:: The exercise ::
Please rewrite the lines from the one containing "hair, shaped like this sample" through the end of the listing, inclusive, with "dark" replaced by "black" and everything else left unchanged. Give only those lines.

:: Record excerpts ::

►

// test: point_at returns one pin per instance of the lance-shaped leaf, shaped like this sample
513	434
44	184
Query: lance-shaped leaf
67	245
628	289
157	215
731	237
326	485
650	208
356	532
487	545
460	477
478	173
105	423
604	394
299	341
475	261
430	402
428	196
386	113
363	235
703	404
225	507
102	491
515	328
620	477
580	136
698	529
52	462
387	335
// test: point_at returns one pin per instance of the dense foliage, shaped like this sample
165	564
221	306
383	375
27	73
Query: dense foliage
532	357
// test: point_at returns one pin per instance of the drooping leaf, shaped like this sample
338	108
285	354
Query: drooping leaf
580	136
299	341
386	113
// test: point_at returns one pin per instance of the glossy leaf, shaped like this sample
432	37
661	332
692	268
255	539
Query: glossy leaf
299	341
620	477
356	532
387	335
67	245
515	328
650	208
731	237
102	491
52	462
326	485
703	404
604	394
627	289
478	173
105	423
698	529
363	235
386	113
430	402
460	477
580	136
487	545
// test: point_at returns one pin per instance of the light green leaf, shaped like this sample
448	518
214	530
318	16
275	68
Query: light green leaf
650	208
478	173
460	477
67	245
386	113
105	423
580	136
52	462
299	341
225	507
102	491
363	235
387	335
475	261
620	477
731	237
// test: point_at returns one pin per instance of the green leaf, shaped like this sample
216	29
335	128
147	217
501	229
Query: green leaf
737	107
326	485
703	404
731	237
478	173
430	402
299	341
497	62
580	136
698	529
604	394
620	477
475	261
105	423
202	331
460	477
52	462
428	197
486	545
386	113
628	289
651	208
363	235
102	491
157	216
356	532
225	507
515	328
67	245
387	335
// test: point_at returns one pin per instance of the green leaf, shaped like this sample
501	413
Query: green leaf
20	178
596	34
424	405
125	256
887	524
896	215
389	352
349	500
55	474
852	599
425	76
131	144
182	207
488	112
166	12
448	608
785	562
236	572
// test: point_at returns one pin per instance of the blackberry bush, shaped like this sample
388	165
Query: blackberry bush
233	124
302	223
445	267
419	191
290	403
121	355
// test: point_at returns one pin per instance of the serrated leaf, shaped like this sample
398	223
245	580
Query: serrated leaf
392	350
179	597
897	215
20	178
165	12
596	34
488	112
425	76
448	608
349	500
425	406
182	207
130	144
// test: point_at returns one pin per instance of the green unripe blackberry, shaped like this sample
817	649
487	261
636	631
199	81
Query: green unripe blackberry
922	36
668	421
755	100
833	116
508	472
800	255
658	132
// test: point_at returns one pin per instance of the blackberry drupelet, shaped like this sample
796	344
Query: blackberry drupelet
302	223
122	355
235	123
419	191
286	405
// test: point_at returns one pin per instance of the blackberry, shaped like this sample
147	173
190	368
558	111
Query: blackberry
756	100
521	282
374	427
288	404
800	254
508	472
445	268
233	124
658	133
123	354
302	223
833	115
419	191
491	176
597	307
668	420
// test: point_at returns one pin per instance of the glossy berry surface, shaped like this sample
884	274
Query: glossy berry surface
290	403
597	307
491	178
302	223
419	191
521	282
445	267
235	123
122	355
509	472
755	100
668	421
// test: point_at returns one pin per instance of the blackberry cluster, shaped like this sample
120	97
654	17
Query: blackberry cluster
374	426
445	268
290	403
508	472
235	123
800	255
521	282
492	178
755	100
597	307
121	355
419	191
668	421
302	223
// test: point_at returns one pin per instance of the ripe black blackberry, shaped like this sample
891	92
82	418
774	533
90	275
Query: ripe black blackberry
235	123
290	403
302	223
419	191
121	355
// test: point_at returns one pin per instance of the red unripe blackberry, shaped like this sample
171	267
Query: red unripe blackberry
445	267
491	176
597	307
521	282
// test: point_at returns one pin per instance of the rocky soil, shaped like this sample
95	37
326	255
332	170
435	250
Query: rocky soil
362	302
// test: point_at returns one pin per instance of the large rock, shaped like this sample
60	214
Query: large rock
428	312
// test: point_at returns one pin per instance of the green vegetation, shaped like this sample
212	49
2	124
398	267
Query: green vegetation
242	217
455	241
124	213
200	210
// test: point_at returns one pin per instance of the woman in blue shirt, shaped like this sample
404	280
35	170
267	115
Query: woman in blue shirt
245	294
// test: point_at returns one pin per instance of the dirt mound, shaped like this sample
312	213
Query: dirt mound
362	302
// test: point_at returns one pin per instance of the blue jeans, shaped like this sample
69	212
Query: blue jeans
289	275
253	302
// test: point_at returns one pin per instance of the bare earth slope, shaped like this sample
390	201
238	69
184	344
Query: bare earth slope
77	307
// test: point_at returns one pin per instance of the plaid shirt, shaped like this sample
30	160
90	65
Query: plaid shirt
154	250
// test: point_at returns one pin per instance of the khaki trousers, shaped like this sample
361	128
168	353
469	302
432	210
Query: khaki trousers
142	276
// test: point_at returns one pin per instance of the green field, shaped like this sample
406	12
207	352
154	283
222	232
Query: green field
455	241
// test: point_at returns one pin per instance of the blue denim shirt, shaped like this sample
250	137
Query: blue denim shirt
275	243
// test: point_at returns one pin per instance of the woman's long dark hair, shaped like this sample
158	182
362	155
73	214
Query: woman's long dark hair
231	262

◄

:: Exercise answer ::
// test: point_at returns one pin per instance of the woman's long black hair, shaped like this sample
158	182
362	155
73	214
Query: woman's long black hair
231	262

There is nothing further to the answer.